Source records
Content starts

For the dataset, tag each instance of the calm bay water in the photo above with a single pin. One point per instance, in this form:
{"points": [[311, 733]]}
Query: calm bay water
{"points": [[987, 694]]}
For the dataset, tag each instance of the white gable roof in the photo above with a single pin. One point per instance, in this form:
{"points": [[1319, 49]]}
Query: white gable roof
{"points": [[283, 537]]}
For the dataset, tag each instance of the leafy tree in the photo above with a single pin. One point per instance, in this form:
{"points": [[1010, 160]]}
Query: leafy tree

Content ends

* _Task to complete_
Go through the lines above and count those that include "each"; give the total and nothing more.

* _Answer section_
3